### Task item:
All of the entries below are to be retyped exactly.
:: Data records
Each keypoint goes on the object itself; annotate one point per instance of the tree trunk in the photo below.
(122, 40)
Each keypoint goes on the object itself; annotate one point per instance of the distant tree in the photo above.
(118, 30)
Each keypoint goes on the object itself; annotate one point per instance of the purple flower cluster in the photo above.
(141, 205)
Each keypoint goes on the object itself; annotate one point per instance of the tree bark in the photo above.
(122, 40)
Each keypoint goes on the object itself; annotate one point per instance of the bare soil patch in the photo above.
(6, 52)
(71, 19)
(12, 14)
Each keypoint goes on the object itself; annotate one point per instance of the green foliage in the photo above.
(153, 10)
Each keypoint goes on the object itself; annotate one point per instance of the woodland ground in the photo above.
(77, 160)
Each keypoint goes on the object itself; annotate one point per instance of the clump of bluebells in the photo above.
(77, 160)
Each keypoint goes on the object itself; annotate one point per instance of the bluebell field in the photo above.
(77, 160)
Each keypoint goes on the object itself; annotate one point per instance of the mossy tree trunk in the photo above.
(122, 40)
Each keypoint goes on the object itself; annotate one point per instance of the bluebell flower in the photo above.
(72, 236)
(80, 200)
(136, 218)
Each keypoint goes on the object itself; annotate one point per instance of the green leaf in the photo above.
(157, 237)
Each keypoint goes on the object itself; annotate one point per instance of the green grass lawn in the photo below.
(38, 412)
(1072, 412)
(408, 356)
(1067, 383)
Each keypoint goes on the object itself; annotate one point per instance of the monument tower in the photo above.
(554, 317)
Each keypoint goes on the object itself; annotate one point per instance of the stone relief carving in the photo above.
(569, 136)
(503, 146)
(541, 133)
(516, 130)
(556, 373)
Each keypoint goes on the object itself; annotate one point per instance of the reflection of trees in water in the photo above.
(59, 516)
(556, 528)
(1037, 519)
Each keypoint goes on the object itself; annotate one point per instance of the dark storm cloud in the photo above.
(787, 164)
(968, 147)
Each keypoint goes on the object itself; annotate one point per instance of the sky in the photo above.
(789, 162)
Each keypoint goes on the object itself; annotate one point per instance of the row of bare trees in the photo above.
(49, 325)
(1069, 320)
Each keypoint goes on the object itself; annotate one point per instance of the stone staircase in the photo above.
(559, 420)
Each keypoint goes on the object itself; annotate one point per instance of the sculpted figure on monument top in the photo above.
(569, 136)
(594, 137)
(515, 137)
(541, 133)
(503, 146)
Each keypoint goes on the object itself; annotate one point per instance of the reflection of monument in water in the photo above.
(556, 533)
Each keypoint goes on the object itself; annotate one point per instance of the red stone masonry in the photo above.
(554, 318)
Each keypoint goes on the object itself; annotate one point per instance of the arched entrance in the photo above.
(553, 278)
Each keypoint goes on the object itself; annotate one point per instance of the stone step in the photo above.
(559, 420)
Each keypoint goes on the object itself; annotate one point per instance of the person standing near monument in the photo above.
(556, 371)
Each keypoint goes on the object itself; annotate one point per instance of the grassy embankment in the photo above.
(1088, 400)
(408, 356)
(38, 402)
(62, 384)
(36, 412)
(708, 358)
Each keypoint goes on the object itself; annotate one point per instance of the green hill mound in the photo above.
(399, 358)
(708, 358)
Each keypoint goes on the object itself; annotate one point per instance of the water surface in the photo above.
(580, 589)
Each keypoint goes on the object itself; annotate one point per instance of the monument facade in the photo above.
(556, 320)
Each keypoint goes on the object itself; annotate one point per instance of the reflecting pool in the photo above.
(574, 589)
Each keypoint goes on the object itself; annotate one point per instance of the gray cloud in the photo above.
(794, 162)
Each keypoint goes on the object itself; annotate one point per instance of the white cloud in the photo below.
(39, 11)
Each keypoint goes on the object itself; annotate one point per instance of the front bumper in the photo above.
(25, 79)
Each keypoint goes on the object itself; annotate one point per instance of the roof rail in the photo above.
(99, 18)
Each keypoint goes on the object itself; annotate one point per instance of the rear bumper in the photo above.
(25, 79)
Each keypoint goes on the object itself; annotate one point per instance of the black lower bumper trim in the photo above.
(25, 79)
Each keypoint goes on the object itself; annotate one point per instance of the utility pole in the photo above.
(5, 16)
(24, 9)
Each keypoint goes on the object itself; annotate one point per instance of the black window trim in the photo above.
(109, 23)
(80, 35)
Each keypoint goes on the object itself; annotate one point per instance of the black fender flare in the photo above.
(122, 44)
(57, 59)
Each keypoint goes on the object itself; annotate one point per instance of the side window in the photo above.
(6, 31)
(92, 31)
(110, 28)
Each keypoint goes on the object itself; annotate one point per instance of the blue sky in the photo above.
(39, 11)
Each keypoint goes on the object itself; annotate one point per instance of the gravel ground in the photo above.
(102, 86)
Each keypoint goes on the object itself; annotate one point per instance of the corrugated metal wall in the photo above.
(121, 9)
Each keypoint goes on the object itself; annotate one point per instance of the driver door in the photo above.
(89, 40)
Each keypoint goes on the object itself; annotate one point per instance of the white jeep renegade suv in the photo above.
::::
### Response for this exercise:
Each keypoint goes on the object itself; annotate one point per instance of the tree trunk in the photo below.
(122, 40)
Each keypoint goes on the object itself; annotate one point per instance of the distant tree in the photo above.
(118, 30)
Each keypoint goes on the object itself; annotate one point per instance of the purple flower cluster in the photo above.
(141, 205)
Each keypoint goes on the object itself; annotate one point per instance of the tree bark in the photo above.
(122, 40)
Each keypoint goes on the object itself; annotate one point per instance of the bare soil patch in the photo above.
(6, 52)
(71, 19)
(12, 14)
Each keypoint goes on the object itself; annotate one point per instance of the green foliage in the photo above.
(153, 10)
Each keypoint goes on the object itself; annotate one point per instance of the woodland ground in the photo above.
(77, 160)
Each keypoint goes on the object itself; annotate one point per instance of the clump of bluebells in the photo above.
(77, 160)
Each keypoint goes on the object itself; annotate one point per instance of the bluebell field in the photo above.
(77, 160)
Each keypoint goes on the object itself; annotate one point per instance of the mossy tree trunk in the photo above.
(122, 40)
Each keypoint goes on the object itself; annotate one point per instance of the bluebell flower in the photo above.
(72, 236)
(80, 200)
(136, 218)
Each keypoint goes on the object itself; annotate one point per instance of the green leaf in the photo above.
(157, 237)
Each keypoint goes on the object itself; annotate one point per instance of the green grass lawn in the photo below.
(38, 412)
(1072, 412)
(408, 356)
(1067, 383)
Each keypoint goes on the object itself; annotate one point per instance of the monument tower in the photo above.
(554, 317)
Each keypoint goes on the object itself; annotate one point per instance of the stone relief carving in the photo above.
(569, 136)
(503, 146)
(541, 133)
(516, 130)
(556, 373)
Each keypoint goes on the object itself; annotate one point per instance of the reflection of trees in water in the photo above.
(59, 516)
(556, 528)
(1037, 519)
Each keypoint goes on the object itself; annotate one point per instance of the dark storm cloud in the photo above.
(787, 164)
(968, 147)
Each keypoint goes on the object itself; annotate one point per instance of the sky in the photo above.
(789, 162)
Each keypoint goes on the object itself; annotate one point per instance of the row of bare trees in the photo above.
(49, 325)
(1069, 320)
Each keypoint goes on the object itself; annotate one point per instance of the stone staircase in the photo above.
(559, 420)
Each keypoint goes on the object itself; annotate one point per instance of the sculpted figure on monument top in the photo above.
(569, 136)
(594, 137)
(515, 137)
(541, 133)
(503, 146)
Each keypoint goes on the object itself; annotate one point per instance of the reflection of monument in water in the photo above.
(556, 533)
Each keypoint goes on the object itself; annotate one point per instance of the red stone masonry in the photo above.
(554, 318)
Each keypoint goes on the object itself; annotate one point per instance of the arched entrance in the photo above.
(553, 278)
Each keypoint goes on the object itself; annotate one point per instance of the stone step in the photo above.
(559, 420)
Each keypoint goes on the object itself; annotate one point per instance of the person standing near monument in the photo above.
(556, 371)
Each keypoint goes on the object itself; annotate one point per instance of the grassy embankment in the photo above.
(1088, 400)
(408, 356)
(38, 402)
(62, 384)
(36, 412)
(708, 358)
Each keypoint goes on the object itself; annotate one point per instance of the green hill mound in the photo above.
(399, 358)
(708, 358)
Each keypoint goes on the object itself; annotate one point per instance of the water surface in the photo above.
(580, 589)
Each keypoint goes on the object itself; annotate one point per instance of the monument facade in the photo above.
(556, 320)
Each keypoint goes on the object itself; annotate one point per instance of the reflecting pool in the photo above.
(574, 589)
Each keypoint goes on the object itself; annotate one point per instance of the gray cloud in the photo above.
(794, 162)
Each keypoint goes on the object itself; annotate one point per instance of the white cloud in the photo below.
(39, 11)
Each keypoint goes on the object itself; annotate one point per instance of the front bumper in the photo above.
(25, 79)
Each keypoint goes on the object itself; annotate one point per instance of the roof rail in the photo above.
(99, 18)
Each keypoint goes on the object itself; annotate one point per instance of the rear bumper in the photo above.
(25, 79)
Each keypoint goes on the object itself; annotate one point per instance of the black lower bumper trim in the photo above.
(25, 79)
Each keypoint goes on the object itself; annotate one point per instance of the utility pole in the photo above.
(5, 16)
(24, 9)
Each keypoint goes on the object itself; annotate one point per instance of the black window trim in the photo above.
(109, 23)
(80, 35)
Each keypoint goes on the object itself; annotate one point per instance of the black fender flare in the photo above.
(122, 44)
(57, 59)
Each keypoint goes on the object itself; annotate one point per instance of the side window in the photo above.
(6, 31)
(92, 31)
(110, 28)
Each keypoint goes on the object itself; annotate one point per instance of the blue sky in the photo above.
(39, 11)
Each keypoint goes on the object itself; annotate one point per instance of the gravel ground in the photo above.
(102, 86)
Each keypoint goes on the object itself; annotate one point per instance of the corrugated metal wall in the photo above.
(121, 9)
Each keypoint goes on the object itself; annotate one point per instance of the driver door in the photo above.
(89, 40)
Each keypoint goes on the object itself; annotate one point per instance of the white jeep renegade suv in the photo above.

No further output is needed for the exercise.